For the first time in 23 years, none of America’s four largest automakers will air national Super Bowl ads – but foreign-owned companies like Kia and Volkswagen are picking up their slack. The “challenging U.S. automotive market” is a leading reason why.
Slowing consumer demand and high interest rates are pressuring Ford, Toyota, GM and Chrysler parent company Stellantis into cutting back on their ad spend. Car commercials are a Super Bowl mainstay – Stellantis alone has only missed two in the past 15 years – but this year’s game will be the first since 2001 where none of the Big Four are coughing up the estimated $7 million fee for a 30-second spot, according to AdAge’s archive.
“With a continued focus on preserving business fundamentals to mitigate the impact of a challenging U.S. automotive market …we will not be participating in the Big Game this year,” wrote a Stellantis spokesperson in a statement to Fortune. Toyota told Fortune that in lieu of an ad, it will “activate on the ground” with an “exciting, multi-faceted activation experience” both leading up to and during the game, noting that it is currently the NFL’s official automotive sponsor. GM, for its part, confirmed that none of its brands would advertise during the Super Bowl and said it continually updates its media strategies “to make sure they align with our business priorities.” Ford could not be immediately reached for comment.

WHAT IS NEEDED
Please extend the text on automakers skipping Super Bowl ads, picking up after its last sentence.

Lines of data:

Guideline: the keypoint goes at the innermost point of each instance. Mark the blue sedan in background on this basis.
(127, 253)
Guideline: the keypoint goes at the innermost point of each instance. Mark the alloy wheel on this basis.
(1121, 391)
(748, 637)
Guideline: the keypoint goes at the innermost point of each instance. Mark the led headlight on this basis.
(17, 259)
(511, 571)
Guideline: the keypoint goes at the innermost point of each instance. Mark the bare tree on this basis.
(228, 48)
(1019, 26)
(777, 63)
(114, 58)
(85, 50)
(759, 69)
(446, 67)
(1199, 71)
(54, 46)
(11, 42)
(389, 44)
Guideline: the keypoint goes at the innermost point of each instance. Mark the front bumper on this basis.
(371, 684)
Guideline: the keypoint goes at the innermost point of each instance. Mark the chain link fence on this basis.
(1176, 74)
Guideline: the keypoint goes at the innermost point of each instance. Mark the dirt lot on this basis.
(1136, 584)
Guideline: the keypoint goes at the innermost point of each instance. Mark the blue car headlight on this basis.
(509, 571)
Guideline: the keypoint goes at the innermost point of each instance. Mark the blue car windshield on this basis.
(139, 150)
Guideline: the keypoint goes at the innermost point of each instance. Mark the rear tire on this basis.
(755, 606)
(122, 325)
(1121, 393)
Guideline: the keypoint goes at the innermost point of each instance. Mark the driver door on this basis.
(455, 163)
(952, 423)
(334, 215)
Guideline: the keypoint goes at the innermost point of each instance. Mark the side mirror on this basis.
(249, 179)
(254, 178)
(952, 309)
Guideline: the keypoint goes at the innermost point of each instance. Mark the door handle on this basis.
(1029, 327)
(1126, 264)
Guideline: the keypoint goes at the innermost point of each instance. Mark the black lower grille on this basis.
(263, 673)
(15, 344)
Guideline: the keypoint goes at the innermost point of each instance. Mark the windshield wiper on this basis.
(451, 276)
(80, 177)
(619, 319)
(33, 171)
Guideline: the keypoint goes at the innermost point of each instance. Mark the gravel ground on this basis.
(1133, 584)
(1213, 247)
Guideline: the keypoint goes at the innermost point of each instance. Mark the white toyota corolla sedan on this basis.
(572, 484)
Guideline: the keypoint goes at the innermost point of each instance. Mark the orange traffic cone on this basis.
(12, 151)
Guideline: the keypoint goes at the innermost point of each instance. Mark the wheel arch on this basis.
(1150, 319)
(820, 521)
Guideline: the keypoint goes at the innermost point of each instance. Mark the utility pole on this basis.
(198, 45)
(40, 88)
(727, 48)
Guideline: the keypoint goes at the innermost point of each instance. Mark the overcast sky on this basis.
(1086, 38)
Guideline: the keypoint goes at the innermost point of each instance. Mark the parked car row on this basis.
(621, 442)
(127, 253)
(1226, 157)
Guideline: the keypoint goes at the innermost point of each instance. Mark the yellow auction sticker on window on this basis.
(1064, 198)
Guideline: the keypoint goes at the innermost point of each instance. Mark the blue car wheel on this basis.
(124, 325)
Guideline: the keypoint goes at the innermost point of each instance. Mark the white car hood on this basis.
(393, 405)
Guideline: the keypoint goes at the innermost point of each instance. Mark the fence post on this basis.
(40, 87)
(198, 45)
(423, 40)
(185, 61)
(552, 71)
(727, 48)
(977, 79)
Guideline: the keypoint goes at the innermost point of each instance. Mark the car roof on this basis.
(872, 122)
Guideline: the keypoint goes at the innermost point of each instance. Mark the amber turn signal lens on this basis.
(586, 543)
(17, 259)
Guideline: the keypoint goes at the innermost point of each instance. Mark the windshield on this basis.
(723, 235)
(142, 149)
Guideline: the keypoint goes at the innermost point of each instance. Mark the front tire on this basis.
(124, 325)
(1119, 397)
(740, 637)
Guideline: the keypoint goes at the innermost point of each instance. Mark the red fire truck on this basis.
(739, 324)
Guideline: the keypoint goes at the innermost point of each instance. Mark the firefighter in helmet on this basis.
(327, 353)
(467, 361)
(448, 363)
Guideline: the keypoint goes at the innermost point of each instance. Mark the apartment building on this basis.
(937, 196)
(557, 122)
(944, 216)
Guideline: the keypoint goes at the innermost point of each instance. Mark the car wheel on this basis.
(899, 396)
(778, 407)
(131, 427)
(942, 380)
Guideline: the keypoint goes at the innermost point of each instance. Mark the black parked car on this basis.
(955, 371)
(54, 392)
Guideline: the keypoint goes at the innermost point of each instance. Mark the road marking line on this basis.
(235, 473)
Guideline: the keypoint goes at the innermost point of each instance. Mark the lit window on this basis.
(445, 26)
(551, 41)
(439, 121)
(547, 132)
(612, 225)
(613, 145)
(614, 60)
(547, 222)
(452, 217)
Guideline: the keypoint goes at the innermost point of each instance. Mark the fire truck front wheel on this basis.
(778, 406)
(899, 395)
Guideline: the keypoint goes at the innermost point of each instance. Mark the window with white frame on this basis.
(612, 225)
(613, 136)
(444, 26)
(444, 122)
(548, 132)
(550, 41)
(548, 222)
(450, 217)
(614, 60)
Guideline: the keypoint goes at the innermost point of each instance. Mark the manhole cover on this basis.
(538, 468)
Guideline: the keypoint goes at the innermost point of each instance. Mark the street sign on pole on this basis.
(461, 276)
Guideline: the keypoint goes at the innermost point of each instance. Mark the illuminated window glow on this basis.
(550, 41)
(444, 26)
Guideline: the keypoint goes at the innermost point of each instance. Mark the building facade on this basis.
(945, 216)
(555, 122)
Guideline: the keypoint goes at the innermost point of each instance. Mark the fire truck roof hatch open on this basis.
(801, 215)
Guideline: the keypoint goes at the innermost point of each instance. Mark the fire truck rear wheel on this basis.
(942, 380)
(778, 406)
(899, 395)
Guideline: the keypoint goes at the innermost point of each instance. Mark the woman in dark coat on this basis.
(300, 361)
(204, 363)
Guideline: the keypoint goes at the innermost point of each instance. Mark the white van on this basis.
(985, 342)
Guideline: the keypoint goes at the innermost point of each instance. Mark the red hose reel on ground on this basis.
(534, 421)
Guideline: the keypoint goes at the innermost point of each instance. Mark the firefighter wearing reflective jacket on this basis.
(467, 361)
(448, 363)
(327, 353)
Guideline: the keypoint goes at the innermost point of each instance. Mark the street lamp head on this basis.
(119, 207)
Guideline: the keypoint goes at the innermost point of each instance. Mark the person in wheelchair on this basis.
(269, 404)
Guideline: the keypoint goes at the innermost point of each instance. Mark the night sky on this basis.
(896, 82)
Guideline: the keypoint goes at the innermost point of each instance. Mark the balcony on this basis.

TASK RESULT
The EV winter?
The auto industry could be facing a long hangover after a brutal 2023. Racing to catch up to runaway industry leader Tesla, legacy manufacturers had collectively poured roughly $100 billion into mass-market EV production as of November, according to Bloomberg – but sales lagged behind projections, customers complained about reliability issues and most models are still too expensive for the average consumer, even with the help of tax credits. In the recent brutal January winter storm and “bomb cyclone,” Teslas failed to charge for unlucky Chicago consumers in subzero temperatures, likely because they didn’t read the fine print about how to “precondition” their batteries.
None of the companies Fortune reached out to explicitly cited the tough 2023 EV market as the reason for their Super Bowl advertising pullback, but just look at their earnings—the EV scramble has weighed heavily on their balance sheets in the past year. Ford alone estimated in June that its EV division would cost it $4.5 billion in 2023. GM walked back its EV production target in October, citing a slowing market.
Even Tesla, the far-and-away industry leader, was hit by 2023’s rough and tumble EV climate. CEO Elon Musk’s EV giant reported its first quarterly loss since 2020 last fall, and an executive recently admitted the company was in a “moderate low-growth period” after a yearslong bull run. This year hasn’t been any better: Tesla lost over $94 billion in market valuation in the first two weeks of 2024—its worst start to a year in its history as a public company—as it digests bad news ranging from Hertz backing out a supply deal to another price cut in China to expensive labor costs.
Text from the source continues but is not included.